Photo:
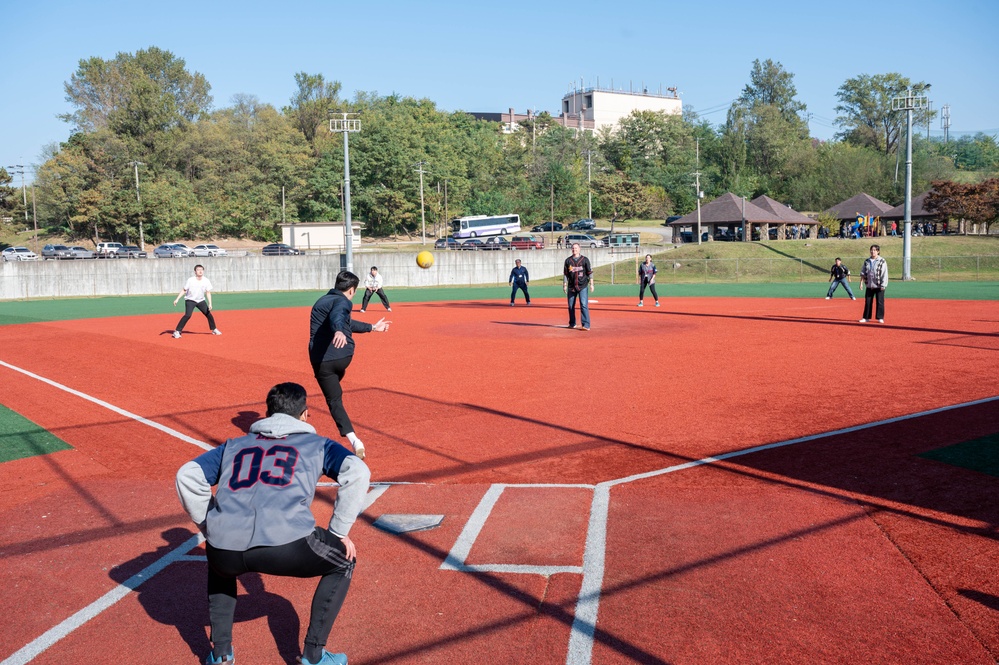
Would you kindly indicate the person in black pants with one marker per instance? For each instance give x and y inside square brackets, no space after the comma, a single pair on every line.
[874,277]
[647,279]
[519,279]
[331,348]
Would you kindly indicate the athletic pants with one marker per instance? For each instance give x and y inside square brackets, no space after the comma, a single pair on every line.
[320,554]
[189,306]
[329,374]
[652,289]
[522,287]
[367,296]
[869,296]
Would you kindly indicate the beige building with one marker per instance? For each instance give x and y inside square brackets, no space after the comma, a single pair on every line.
[318,235]
[601,107]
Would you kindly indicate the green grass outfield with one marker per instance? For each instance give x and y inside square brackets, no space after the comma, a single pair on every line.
[63,309]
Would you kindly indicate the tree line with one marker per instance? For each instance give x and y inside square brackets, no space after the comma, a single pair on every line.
[147,146]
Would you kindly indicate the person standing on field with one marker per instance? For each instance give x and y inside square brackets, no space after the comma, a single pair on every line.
[372,285]
[874,278]
[577,281]
[331,348]
[839,274]
[197,294]
[647,279]
[259,520]
[519,279]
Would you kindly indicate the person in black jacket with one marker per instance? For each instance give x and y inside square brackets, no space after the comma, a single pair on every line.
[331,348]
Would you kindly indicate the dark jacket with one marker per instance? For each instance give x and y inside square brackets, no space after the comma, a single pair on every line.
[330,314]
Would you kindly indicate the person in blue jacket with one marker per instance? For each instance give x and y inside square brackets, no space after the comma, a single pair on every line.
[260,519]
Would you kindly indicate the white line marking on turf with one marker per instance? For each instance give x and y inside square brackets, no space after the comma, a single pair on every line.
[111,407]
[463,545]
[33,649]
[584,624]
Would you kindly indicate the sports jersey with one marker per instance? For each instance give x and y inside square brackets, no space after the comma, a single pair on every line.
[195,289]
[266,482]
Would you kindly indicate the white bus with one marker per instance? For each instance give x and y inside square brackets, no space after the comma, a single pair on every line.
[477,226]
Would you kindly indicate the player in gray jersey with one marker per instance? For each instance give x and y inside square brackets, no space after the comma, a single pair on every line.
[260,520]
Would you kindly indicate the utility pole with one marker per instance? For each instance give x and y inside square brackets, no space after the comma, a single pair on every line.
[346,125]
[142,237]
[423,215]
[697,187]
[908,103]
[19,169]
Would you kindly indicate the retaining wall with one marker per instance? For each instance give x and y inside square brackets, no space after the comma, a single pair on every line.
[107,277]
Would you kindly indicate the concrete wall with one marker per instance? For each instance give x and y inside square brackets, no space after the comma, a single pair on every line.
[107,277]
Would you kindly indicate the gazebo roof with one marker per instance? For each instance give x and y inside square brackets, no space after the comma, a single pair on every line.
[786,214]
[861,204]
[728,209]
[898,212]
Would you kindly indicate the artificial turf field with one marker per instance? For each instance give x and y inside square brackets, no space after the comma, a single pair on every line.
[719,480]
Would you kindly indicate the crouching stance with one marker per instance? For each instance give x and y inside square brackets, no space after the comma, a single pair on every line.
[259,519]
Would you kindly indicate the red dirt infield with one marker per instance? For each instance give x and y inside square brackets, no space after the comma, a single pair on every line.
[847,547]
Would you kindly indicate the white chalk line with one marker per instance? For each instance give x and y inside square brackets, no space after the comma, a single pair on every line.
[111,407]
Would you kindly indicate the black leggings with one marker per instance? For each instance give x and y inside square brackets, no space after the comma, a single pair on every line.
[329,374]
[320,554]
[652,288]
[189,306]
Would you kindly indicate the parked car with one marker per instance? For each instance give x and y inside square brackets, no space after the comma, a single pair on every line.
[56,252]
[446,243]
[527,242]
[497,242]
[208,250]
[19,254]
[279,249]
[583,239]
[107,249]
[172,251]
[130,252]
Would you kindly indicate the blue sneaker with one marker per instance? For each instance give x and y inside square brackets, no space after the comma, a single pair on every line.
[211,660]
[327,659]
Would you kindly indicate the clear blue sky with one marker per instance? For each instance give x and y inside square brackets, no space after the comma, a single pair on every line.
[490,56]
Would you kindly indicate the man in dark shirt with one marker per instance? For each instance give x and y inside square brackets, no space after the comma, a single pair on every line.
[331,348]
[839,274]
[519,279]
[577,280]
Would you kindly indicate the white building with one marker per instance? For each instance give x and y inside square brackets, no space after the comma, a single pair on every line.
[599,107]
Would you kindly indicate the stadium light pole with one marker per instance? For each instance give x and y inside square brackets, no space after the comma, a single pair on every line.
[346,125]
[142,237]
[16,169]
[908,103]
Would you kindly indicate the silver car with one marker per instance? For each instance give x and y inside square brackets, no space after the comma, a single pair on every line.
[56,252]
[81,253]
[19,254]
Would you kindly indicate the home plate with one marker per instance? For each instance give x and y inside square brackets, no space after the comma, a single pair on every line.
[407,523]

PROBLEM REQUIREMENTS ->
Pictures are to be left out; please print the rest of the records above word for word.

OUTPUT OF THE EXERCISE ->
Photo:
Would you kindly indicate the person in black pants with one marker per instance? For each instance give x and y inside square brackets, no space after the comma, a single pair on every line.
[874,277]
[647,279]
[519,279]
[331,348]
Would you kindly indicate the athletic pants with one marker per instance? For each instance give x and y inside square brackets, no space after the comma, a single pair on every line.
[320,554]
[189,306]
[329,374]
[652,289]
[522,287]
[367,296]
[869,296]
Would you kindly indicate the beige building with one marker per instance? For each instance give x and y inside square brackets, no space after the comma, a single pair on every line.
[318,235]
[601,107]
Would you kindly indicate the green grass outfield with one marker per instance? For each instance give x and y inside square brackets, no space after the comma, a single pair on every line.
[63,309]
Would you kindly indicate the tree line with one marker per instance? For each instance give x and y inside square brackets, no space after the comma, a single pair on every line.
[147,146]
Would you kindly indicate the person standing on field with one marker per instance? For each instance give x and y inside square brackets, no space after the comma, a single pair on every line.
[372,285]
[874,278]
[577,281]
[331,348]
[839,274]
[197,294]
[647,279]
[259,520]
[519,279]
Would you kindly indicate the person in black jacket with one marker per instance? For each instance give x and y inside square brackets, no space after the comma, a single pair on every line.
[331,348]
Would you kindly indicate the dark jacket with one marker per instance? For each instance give x and y inside square brackets, no space after the comma, a single pair on every line.
[330,314]
Would you kindly indicate the person in blue jacket with one marker per instance? For each instance give x and y inside square brackets, no space after the comma, a single pair on every line.
[260,519]
Would you kindly indicate the white line marking on turf with one marker per instance? For each instance give x and y inside square brackets, no space after the comma, a single pair on every line.
[111,407]
[463,545]
[33,649]
[584,624]
Would you kindly indicate the sports jersey with one marker per instance? For each instance give x and y inside square brackets, no space after the comma, a single pair on every line.
[195,289]
[266,482]
Would you kindly indicate the white bus with one marker per instance? For each instance give x and y inside square brackets, no space after the comma, a single pair on every line.
[477,226]
Would you kindly indicate the player in gray jersey with one marker per instance? For each instance give x and y inside square brackets, no space after the comma, a single pair on every line.
[260,520]
Would you kindly indicate the utility pole with one marker per instance? For each instance give x and y inside square brackets, no space after the comma, a single pair on every line.
[346,125]
[142,237]
[423,215]
[697,187]
[908,103]
[19,169]
Would you kindly indicate the retaining wall with one marker per instance? For each instance give x and y inside square brackets, no space after the comma, a single pair on every line.
[107,277]
Would you kindly indicate the concrete wall with one marker per instance? For each instance give x and y inside square brackets, no space after the comma, a single pair on every line.
[107,277]
Would you kindly indicate the gazebo roof with one marker per instance? For each instance give x and y inside square brackets, no space after the comma, a single pair on every line.
[786,214]
[861,204]
[728,209]
[898,212]
Would you kindly indicate the artificial turf field with one marker per instance? For each instance give x and y inside square brackets, no space after the comma, a single pair on every line.
[719,480]
Would you kindly indicate the crouching stance with one marker per instance? For each instance give x and y inside square brackets, no space after the comma, a single pair on every line.
[259,519]
Would you kindly indicate the red dirt infield with one marker per instance? For each instance give x and y inside square brackets, no space after the comma, a single pair on every line.
[847,547]
Would you kindly indicate the white chalk line with one marker per instance? For each instance give x and y inside square brackets, no space after the comma, a single pair on every line.
[111,407]
Would you kindly indicate the black leggings with one marker per instance? For each instance give x and y inside square brackets, no space after the comma, a single pair on every line.
[329,374]
[320,554]
[652,288]
[189,306]
Would you kindly indicate the parked car with one marker per instance? For each instance give x and y inside square brackets, no space after the comma, a single pair on every line.
[56,252]
[446,243]
[527,242]
[497,242]
[208,250]
[19,254]
[279,249]
[583,239]
[107,249]
[172,251]
[130,252]
Would you kindly indicate the blue sneaker with one marker per instance? For each instance give x and y inside square brackets, no space after the comma, a single pair on every line.
[211,660]
[327,659]
Would you kindly indicate the clear blue sky with one marker per instance? For each instance give x and y inside square brackets, no space after the comma, a single pair on every line.
[490,56]
Would you kindly indicate the man in dark shirt with one marker per instance? For each instance give x and y inside square brackets, no space after the comma, a single pair on every line.
[331,348]
[839,274]
[519,279]
[577,280]
Would you kindly indicate the white building with one marker per instance? For each instance give x and y inside square brackets, no space after the comma, a single pair on every line.
[599,107]
Would you kindly indicate the stadium light pole with one marker per instance? For each instance give x and y inside square brackets, no space after the comma, a single pair on every line.
[346,125]
[142,237]
[16,169]
[908,103]
Would you kindly indicate the silver car with one marker per instance? For each instance give x and y inside square brackets, no space after the comma, a single pair on every line.
[56,252]
[81,253]
[19,254]
Would you kindly indicate the home plate with one marker per instance? For each instance give x and y inside square brackets, no space after the comma, a single pair on every line.
[407,523]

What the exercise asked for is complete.